_SOURCE PASSAGE_
Topic: vector<base*> and vector<derived*>


Author: sbnaran@uiuc.edu (Siemel B. Naran)
Date: 1999/08/28
Raw View
On 26 Aug 1999 18:09:04 GMT, Siemel B. Naran <sbnaran@uiuc.edu> wrote:
>On 25 Aug 99 19:31:11 GMT, Martijn Lievaart <nobody@orion.nl> wrote:

>>conclusion that there is no guarentee that:
>>
>>vector<derived*>    vd;
>>vector<base*> *pvb = (vector<base*>*) &vd; // or reinterpret_cast
>>
>>will actually work. This is because although a) there is a guarenteed


>>1) Am I correct in the above reasoning?
>
>Yes, and for a very simple reason.  Consider this
>
>   Derived * array=new Derived[2];
>   Derived * d=array;
>   cout << (&d[1]-&d[0]) << '\n'; // prints sizeof(Derived)
>   Base * b=array;
>   cout << (&b[1]-&b[0]) << '\n'; // prints sizeof(Base)
>   delete[] array;

Oops.  I realized after posting that you have a vector<derived*> is
basically a derived**, so the above remarks don't appply.

While the conversion from derived** to base** is illegal, it will work
sometimes.  If the implementation stores derived class objects this
way: base part first, derived-only part next -- then &Base is equal to
&Derived.  In this case, the conversion from derived** to base** works.

Most likely, it won't work in the context of multiple inheritance and
virtual inheritance, but I don't know.  The rest of the post -- using
a pseudo-container or pseudo-iterator is still valid and might help.

--
----------------------------------
Siemel B. Naran (sbnaran@uiuc.edu)
----------------------------------
---
[ comp.std.c++ is moderated.  To submit articles, try just posting with ]
[ your news-reader.  If that fails, use mailto:std-c++@ncar.ucar.edu    ]
[              --- Please see the FAQ before posting. ---               ]
[ FAQ: http://reality.sgi.com/austern_mti/std-c++/faq.html              ]





Author: "Martijn Lievaart" <nobody@orion.nl>
Date: 1999/08/25
Raw View
Hello all,

I recently got thinking about converting containers of pointers to
derived objects to containers of pointers to base classes. I came to the
conclusion that there is no guarentee that:

vector<derived*>    vd;
vector<base*> *pvb = (vector<base*>*) &vd; // or reinterpret_cast

will actually work. This is because although a) there is a guarenteed
converion from derived to base and b) most implementations will not
change the bits the pointer is made of on leftmost derivation when doing
this conversion, there is no guarentee that this will always work.

The same goes the other way, when I *know* that all objects pointed to
are actually derived objects:

vector<base*>    vb;
vector<derived*> *pvd = (vector<derived*>*) &vb; // or reinterpret_cast

I have two questions regarding this.

1) Am I correct in the above reasoning?
2) If I am, are there any efficient solutions to achieve this effect?
All I can think of is creating a new vector, pre-size, copy.

This technique is actually used in the ObjectStore OODBMS (with their
own container classes), but that is so intertwined with the compiler
already that they can get away with it imo.

Thx in advance,
martijn
--
Please post replies to this newsgroup. If you must reach me by email,
use
<newsgroup-name> at greebo.orion in nl.

_SHORT EXERCISE_
Summarize the vector<base*> thread in two sentences. The items that come after this thread are separate material and are unrelated to it.

_PROVIDED RECORDS_
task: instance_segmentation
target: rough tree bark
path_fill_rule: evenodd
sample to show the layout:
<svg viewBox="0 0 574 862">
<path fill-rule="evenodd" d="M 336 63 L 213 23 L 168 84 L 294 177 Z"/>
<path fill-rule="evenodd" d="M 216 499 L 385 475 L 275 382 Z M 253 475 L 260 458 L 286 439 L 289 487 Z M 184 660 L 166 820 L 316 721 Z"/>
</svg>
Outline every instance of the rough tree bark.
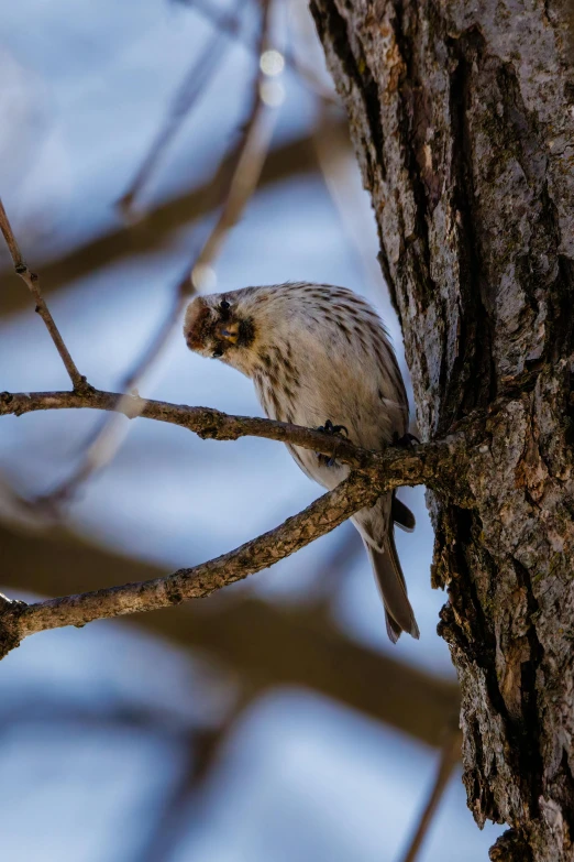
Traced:
<svg viewBox="0 0 574 862">
<path fill-rule="evenodd" d="M 574 859 L 574 37 L 553 0 L 311 0 L 349 111 L 426 439 L 468 417 L 474 501 L 429 498 L 464 782 L 492 859 Z"/>
</svg>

_RESULT_
Martijn Lievaart argues that casting a vector<derived*> to a vector<base*> (or the reverse) is not guaranteed to work, even though the derived-to-base conversion is guaranteed and most implementations keep the pointer bits unchanged, and asks whether any efficient alternative exists beyond creating, pre-sizing and copying a new vector. Siemel B. Naran replies that converting derived** to base** is illegal but works when the implementation stores the base part first, probably fails with multiple or virtual inheritance, and notes that a pseudo-container or pseudo-iterator may still help.